Questions |
(1) Répondez aux questions suivantes à partir du texte.
(a) De quelle abbaye dépendait le prieuré de la Motte Fanjas ?
(b) À quel ordre appartenait le collège de chanoines de Saint Donat ?
(c) De quelle abbaye dépendait le prieuré bénédictin de Besayes ?
(2) Recopiez fidèlement le passage du texte situé entre « En 1220 et 1228 » et « de saint Augustin. », ces deux mentions comprises.

Texte à lire |
▽
Au fil des chartes nous rencontrons des témoins des décisions qu’elles évoquent. Ils constituent une cohorte dont la diversité souligne la richesse de l’environnement monastique et canonial (il s’agit alors des chanoines réguliers) de nos cisterciens.
En 1220 et 1228 nous croisons les prieurs de la Motte Fanjas, dans le Royans. Il s’agit d’un ancien prieuré bénédictin de la dépendance de l’abbaye de Montmajour, animant les paroisses d’Auberives et de Saint Thomas en Royans.
En 1227 un chanoine régulier de Saint-Donat figure parmi les témoins d’un acte du comte d’Albon en faveur de Léoncel. Le collège de chanoines de Saint Donat était un prieuré de l’ordre de saint Augustin.
En 1228 est cité le prieur de Saint-Jean en Royans. Le prieuré dépendait de Montmajour et son importance lui permit d’être qualifié une fois par Rome de « monastère ». L’ouvrage de l’abbé Morin nous aide à localiser les terres du prieuré. La même année nous croisons le prieur de Peyrus dont l’établissement dépendait du grand monastère auvergnat bénédictin de la Chaise-Dieu.
En 1233 figure parmi les témoins, le chapelain de Besayes où existait un prieuré bénédictin de la dépendance de l’abbaye de Saint-Pierre de Vienne.
△
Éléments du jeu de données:
▽
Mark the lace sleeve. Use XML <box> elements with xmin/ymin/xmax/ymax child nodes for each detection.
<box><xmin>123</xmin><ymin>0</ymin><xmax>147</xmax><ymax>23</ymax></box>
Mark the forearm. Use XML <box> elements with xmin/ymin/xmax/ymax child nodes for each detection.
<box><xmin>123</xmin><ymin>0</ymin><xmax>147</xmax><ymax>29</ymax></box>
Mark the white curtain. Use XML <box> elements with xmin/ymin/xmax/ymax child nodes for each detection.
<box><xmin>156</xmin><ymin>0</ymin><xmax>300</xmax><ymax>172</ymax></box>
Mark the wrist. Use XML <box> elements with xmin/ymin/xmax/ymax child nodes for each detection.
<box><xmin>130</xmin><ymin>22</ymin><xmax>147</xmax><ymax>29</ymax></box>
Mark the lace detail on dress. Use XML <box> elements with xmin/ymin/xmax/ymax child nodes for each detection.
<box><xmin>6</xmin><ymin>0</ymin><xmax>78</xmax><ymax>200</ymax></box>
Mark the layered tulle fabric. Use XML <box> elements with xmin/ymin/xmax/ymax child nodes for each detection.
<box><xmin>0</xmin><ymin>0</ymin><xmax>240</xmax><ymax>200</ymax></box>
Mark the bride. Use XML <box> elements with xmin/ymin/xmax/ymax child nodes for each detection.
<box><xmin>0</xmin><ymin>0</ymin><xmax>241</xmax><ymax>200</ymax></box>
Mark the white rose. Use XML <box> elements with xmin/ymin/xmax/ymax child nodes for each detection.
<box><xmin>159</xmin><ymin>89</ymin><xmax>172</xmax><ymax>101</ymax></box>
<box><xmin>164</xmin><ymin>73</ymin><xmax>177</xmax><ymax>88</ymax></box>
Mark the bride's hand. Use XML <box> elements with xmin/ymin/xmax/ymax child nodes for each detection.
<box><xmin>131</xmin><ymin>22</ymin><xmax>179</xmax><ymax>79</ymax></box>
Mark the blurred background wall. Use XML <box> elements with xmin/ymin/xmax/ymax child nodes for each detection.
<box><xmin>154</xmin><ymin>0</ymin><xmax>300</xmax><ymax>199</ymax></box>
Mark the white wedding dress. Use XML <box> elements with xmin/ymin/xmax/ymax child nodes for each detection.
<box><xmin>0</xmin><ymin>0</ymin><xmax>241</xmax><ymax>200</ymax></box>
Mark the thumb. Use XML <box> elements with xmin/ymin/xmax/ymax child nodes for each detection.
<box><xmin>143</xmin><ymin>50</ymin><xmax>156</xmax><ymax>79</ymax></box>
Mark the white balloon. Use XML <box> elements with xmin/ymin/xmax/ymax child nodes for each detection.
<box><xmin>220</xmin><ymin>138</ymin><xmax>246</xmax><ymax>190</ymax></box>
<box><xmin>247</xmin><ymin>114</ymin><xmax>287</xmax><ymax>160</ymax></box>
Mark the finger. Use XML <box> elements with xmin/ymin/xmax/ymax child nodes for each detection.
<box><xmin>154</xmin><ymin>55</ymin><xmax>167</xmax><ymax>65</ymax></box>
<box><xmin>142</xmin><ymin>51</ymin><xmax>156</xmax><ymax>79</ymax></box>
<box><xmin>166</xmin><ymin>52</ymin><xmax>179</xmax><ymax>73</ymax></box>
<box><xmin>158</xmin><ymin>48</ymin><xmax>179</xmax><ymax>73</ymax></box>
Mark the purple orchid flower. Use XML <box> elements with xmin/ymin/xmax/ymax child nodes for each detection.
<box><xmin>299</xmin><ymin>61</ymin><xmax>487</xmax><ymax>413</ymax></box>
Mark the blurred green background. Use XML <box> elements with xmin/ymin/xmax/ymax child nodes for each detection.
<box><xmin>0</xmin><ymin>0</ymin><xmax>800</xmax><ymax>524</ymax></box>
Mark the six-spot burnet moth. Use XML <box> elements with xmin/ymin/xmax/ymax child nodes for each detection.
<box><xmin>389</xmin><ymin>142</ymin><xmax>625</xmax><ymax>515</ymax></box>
△
Corrigé |
(1)
(a) De l'abbaye de Montmajour.
(b) À l'ordre de saint Augustin.
(c) De l'abbaye de Saint-Pierre de Vienne.

(2)
En 1220 et 1228 nous croisons les prieurs de la Motte Fanjas, dans le Royans. Il s’agit d’un ancien prieuré bénédictin de la dépendance de l’abbaye de Montmajour, animant les paroisses d’Auberives et de Saint Thomas en Royans.
En 1227 un chanoine régulier de Saint-Donat figure parmi les témoins d’un acte du comte d’Albon en faveur de Léoncel. Le collège de chanoines de Saint Donat était un prieuré de l’ordre de saint Augustin.